(begin)
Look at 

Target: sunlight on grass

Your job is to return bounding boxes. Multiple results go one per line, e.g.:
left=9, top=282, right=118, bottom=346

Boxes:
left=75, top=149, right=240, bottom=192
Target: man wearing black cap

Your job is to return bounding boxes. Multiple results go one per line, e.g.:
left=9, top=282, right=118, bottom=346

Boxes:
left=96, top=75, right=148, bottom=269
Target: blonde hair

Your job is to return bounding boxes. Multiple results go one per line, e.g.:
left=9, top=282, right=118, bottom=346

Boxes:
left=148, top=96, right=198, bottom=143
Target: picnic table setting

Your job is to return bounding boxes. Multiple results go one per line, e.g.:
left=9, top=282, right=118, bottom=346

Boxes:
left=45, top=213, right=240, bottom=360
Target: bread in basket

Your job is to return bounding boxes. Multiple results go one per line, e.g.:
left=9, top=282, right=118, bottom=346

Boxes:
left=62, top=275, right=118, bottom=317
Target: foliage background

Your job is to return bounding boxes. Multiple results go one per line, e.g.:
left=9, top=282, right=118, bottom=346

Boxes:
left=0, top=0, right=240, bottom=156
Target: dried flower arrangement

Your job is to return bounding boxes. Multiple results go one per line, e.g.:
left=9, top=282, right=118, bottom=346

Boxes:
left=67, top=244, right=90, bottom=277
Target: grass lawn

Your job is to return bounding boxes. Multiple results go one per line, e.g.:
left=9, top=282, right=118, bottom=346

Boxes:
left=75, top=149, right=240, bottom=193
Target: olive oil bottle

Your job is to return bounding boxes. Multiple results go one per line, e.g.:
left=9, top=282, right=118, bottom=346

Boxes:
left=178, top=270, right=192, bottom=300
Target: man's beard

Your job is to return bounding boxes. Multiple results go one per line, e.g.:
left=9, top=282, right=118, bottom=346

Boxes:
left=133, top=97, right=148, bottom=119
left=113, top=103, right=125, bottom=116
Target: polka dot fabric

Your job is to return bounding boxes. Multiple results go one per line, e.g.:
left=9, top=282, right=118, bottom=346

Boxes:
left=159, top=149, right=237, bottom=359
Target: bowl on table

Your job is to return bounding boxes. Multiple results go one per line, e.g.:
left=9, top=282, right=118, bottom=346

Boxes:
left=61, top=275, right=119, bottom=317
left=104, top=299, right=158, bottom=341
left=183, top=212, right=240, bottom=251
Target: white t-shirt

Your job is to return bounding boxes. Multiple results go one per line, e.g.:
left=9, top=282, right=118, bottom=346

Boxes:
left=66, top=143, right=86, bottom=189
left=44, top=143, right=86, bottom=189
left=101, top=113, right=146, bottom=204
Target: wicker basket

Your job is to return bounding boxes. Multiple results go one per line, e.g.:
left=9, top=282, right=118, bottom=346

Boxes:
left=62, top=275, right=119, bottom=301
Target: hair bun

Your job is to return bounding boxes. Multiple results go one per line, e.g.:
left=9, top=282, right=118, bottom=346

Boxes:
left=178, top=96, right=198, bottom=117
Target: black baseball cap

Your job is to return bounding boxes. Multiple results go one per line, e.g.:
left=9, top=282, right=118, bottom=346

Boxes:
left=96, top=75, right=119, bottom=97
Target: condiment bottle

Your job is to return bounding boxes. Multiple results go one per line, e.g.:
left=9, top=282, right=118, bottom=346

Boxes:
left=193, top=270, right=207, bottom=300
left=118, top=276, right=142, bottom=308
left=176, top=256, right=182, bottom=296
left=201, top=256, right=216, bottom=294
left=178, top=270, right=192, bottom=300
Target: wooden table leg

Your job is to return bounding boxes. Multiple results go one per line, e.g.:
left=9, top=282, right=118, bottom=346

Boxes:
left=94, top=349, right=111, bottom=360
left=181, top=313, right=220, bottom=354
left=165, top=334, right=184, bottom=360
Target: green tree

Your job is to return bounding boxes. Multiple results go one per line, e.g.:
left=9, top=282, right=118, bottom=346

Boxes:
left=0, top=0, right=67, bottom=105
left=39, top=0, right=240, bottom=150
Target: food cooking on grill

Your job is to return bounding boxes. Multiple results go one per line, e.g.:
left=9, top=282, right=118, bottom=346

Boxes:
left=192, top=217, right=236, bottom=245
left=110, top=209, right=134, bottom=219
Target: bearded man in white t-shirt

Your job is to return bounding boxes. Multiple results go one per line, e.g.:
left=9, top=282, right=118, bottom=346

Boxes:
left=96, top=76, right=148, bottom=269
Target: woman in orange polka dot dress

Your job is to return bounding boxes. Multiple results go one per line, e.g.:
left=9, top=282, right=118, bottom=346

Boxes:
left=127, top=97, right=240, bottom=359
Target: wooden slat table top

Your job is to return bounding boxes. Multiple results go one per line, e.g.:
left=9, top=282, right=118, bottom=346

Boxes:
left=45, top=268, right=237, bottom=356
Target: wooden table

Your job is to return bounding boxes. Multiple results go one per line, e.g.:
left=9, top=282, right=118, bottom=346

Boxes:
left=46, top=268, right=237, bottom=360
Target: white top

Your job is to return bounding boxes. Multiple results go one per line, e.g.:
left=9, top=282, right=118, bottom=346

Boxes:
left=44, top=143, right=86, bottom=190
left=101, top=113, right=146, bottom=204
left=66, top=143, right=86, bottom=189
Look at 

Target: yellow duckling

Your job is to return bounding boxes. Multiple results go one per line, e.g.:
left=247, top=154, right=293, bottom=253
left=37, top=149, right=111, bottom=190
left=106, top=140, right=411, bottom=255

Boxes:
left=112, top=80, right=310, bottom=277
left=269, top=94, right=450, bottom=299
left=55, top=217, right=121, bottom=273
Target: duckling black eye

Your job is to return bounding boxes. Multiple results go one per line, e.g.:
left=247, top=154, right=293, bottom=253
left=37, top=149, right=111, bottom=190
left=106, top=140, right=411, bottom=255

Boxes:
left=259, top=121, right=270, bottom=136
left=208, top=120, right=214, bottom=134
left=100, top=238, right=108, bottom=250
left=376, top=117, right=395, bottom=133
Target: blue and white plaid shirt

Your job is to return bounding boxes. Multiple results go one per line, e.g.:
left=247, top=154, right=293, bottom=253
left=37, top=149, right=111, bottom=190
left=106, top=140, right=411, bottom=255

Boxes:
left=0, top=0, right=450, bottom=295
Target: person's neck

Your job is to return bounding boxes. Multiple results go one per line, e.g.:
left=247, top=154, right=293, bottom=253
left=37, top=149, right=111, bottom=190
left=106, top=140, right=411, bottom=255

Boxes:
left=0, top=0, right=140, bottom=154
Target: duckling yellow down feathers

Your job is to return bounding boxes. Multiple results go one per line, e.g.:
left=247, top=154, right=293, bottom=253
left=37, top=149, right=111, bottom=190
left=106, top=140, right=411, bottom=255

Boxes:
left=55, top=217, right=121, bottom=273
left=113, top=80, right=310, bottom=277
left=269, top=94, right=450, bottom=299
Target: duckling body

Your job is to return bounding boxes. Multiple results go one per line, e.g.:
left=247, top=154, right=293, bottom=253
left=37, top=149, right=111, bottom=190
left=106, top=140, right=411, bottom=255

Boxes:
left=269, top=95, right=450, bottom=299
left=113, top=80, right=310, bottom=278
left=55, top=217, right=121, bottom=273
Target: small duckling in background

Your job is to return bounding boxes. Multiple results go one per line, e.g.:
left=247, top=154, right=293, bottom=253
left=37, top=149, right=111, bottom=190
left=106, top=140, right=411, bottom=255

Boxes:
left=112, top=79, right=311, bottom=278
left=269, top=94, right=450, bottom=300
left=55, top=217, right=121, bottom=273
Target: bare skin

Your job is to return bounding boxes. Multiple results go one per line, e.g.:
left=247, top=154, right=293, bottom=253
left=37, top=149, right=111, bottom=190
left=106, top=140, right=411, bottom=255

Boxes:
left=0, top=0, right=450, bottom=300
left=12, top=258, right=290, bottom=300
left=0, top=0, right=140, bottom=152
(end)
- _Directions for this task_
Rewrite these lines with every "bounding boxes" replaced by "rectangles", keeping everything else the same.

- _Full output_
Look at 

Target: sunlight on grass

Your job is to return rectangles. Multiple results go one per line, e.g.:
left=9, top=282, right=118, bottom=346

Boxes:
left=75, top=149, right=240, bottom=192
Target: man wearing black cap

Your job is to return rectangles. Multiple results go one per line, e.g.:
left=9, top=282, right=118, bottom=346

Boxes:
left=96, top=75, right=148, bottom=269
Target: blonde hair

Your job is to return rectangles. Multiple results go one per line, e.g.:
left=9, top=282, right=118, bottom=346

Boxes:
left=148, top=96, right=198, bottom=143
Target: picnic table setting

Your job is to return rectangles. Multiple results go one per line, e.g.:
left=9, top=282, right=118, bottom=346

Boxes:
left=45, top=213, right=240, bottom=360
Target: bread in basket

Your job is to return rectangles. Multiple results go one per line, e.g.:
left=9, top=282, right=118, bottom=346

Boxes:
left=62, top=275, right=118, bottom=317
Target: foliage background

Your job is to return rectangles. Multiple results go one per line, e.g.:
left=9, top=282, right=118, bottom=346

Boxes:
left=0, top=0, right=240, bottom=156
Target: dried flower arrangement

Your job is to return rectangles. Multiple results go one per line, e.g.:
left=9, top=282, right=118, bottom=346

Boxes:
left=67, top=244, right=90, bottom=277
Target: grass lawn

Your job is to return rectangles. Multiple results go one per line, e.g.:
left=9, top=282, right=118, bottom=346

Boxes:
left=75, top=149, right=240, bottom=193
Target: olive oil bottle

Your job is to return rectangles. Multiple results go one per line, e.g.:
left=9, top=282, right=118, bottom=346

Boxes:
left=178, top=270, right=192, bottom=300
Target: man's beard

Your job is to return rectangles. Multiple results go one per line, e.g.:
left=9, top=282, right=118, bottom=346

Boxes:
left=133, top=97, right=148, bottom=119
left=113, top=103, right=125, bottom=116
Target: polka dot fabric

Your job is to return rectangles. Multiple results go one per line, e.g.:
left=9, top=282, right=118, bottom=346

Boxes:
left=159, top=149, right=237, bottom=359
Target: bowl on table

Your job is to return rectangles. Multiple results go one per line, e.g.:
left=9, top=282, right=118, bottom=346

Boxes:
left=61, top=275, right=119, bottom=317
left=104, top=299, right=158, bottom=341
left=183, top=212, right=240, bottom=251
Target: white t-shirt

Your job is to return rectangles. Multiple results go one per line, e.g.:
left=9, top=282, right=118, bottom=346

Boxes:
left=66, top=143, right=86, bottom=189
left=44, top=143, right=86, bottom=189
left=101, top=113, right=146, bottom=204
Target: wicker basket

Your job is to return rectangles. Multiple results go one per line, e.g.:
left=9, top=282, right=118, bottom=346

Boxes:
left=62, top=275, right=119, bottom=301
Target: hair bun

Your job is to return rectangles. Multiple results go one per line, e.g.:
left=9, top=282, right=118, bottom=346

Boxes:
left=178, top=96, right=198, bottom=117
Target: black baseball cap

Your job is to return rectangles. Multiple results go one per line, e.g.:
left=9, top=282, right=118, bottom=346

Boxes:
left=96, top=75, right=119, bottom=97
Target: condiment bottle

Your job is to return rectangles. Multiple results go one per line, e.g.:
left=9, top=282, right=118, bottom=346

Boxes:
left=193, top=270, right=207, bottom=300
left=118, top=276, right=142, bottom=308
left=176, top=256, right=182, bottom=296
left=201, top=256, right=216, bottom=294
left=178, top=270, right=192, bottom=300
Target: wooden table leg

Your job is to return rectangles. Multiple results go one per line, e.g.:
left=9, top=282, right=118, bottom=346

Boxes:
left=94, top=349, right=111, bottom=360
left=181, top=313, right=220, bottom=354
left=165, top=334, right=184, bottom=360
Target: green tree

Your job is to return rectangles. Multiple results go one per line, e.g.:
left=9, top=282, right=118, bottom=346

Boxes:
left=0, top=0, right=67, bottom=105
left=39, top=0, right=240, bottom=150
Target: food cooking on grill

Your job is to return rectangles. Multiple results go one per line, e.g.:
left=9, top=282, right=118, bottom=346

Boxes:
left=192, top=217, right=236, bottom=245
left=110, top=209, right=134, bottom=219
Target: bearded man in white t-shirt

Your job is to return rectangles. Multiple results go one per line, e.g.:
left=9, top=282, right=118, bottom=346

Boxes:
left=96, top=76, right=148, bottom=269
Target: woman in orange polka dot dress

Your job is to return rectangles. Multiple results go one per line, e.g.:
left=9, top=282, right=118, bottom=346

Boxes:
left=127, top=97, right=240, bottom=359
Target: wooden slat table top

Your job is to return rectangles. Multiple results go one per line, e.g.:
left=9, top=282, right=118, bottom=346

Boxes:
left=45, top=268, right=237, bottom=356
Target: wooden table

Your job is to return rectangles. Multiple results go one per line, e.g.:
left=9, top=282, right=118, bottom=346

Boxes:
left=46, top=268, right=237, bottom=360
Target: white top

Your job is to return rectangles. Multiple results go one per line, e.g.:
left=9, top=282, right=118, bottom=346

Boxes:
left=44, top=143, right=86, bottom=190
left=101, top=113, right=146, bottom=204
left=66, top=143, right=86, bottom=189
Look at 

Target: yellow duckling

Your job is to return rectangles. Multiple results go one per line, e.g.:
left=247, top=154, right=293, bottom=253
left=37, top=149, right=111, bottom=190
left=106, top=140, right=411, bottom=255

Boxes:
left=112, top=80, right=310, bottom=277
left=269, top=94, right=450, bottom=299
left=55, top=217, right=121, bottom=273
Target: duckling black eye

Your job is to return rectangles. Multiple results go one per line, e.g.:
left=247, top=154, right=293, bottom=253
left=37, top=149, right=111, bottom=190
left=106, top=140, right=411, bottom=255

Boxes:
left=259, top=121, right=270, bottom=136
left=208, top=120, right=214, bottom=134
left=100, top=238, right=108, bottom=250
left=376, top=117, right=395, bottom=133
Target: blue and white plaid shirt

Your job is to return rectangles. Multiple results go one per line, e.g.:
left=247, top=154, right=293, bottom=253
left=37, top=149, right=111, bottom=190
left=106, top=140, right=411, bottom=255

Boxes:
left=0, top=0, right=450, bottom=295
Target: person's neck

Your job is to return rectangles. Multiple results go one per line, e.g.:
left=247, top=154, right=293, bottom=253
left=37, top=149, right=111, bottom=190
left=106, top=140, right=411, bottom=255

Boxes:
left=0, top=0, right=140, bottom=154
Target: duckling yellow down feathers

Your job is to return rectangles. Multiple results go one per line, e.g.:
left=247, top=154, right=293, bottom=253
left=37, top=149, right=111, bottom=190
left=106, top=140, right=411, bottom=255

Boxes:
left=55, top=217, right=121, bottom=273
left=113, top=80, right=310, bottom=277
left=269, top=94, right=450, bottom=299
Target: duckling body

Your job is to return rectangles. Multiple results go one per line, e.g.:
left=247, top=154, right=293, bottom=253
left=37, top=149, right=111, bottom=190
left=106, top=140, right=411, bottom=255

Boxes:
left=269, top=95, right=450, bottom=299
left=113, top=80, right=310, bottom=278
left=55, top=217, right=121, bottom=273
Target: small duckling in background

Your job is to return rectangles. Multiple results go one per line, e.g.:
left=247, top=154, right=293, bottom=253
left=37, top=149, right=111, bottom=190
left=106, top=140, right=411, bottom=255

Boxes:
left=112, top=79, right=311, bottom=278
left=269, top=94, right=450, bottom=300
left=55, top=217, right=121, bottom=273
Target: bare skin

Your job is to return rectangles. Multiple results go one per line, e.g.:
left=247, top=154, right=293, bottom=253
left=37, top=149, right=111, bottom=190
left=106, top=140, right=411, bottom=255

Boxes:
left=0, top=0, right=450, bottom=300
left=12, top=258, right=290, bottom=300
left=0, top=0, right=140, bottom=152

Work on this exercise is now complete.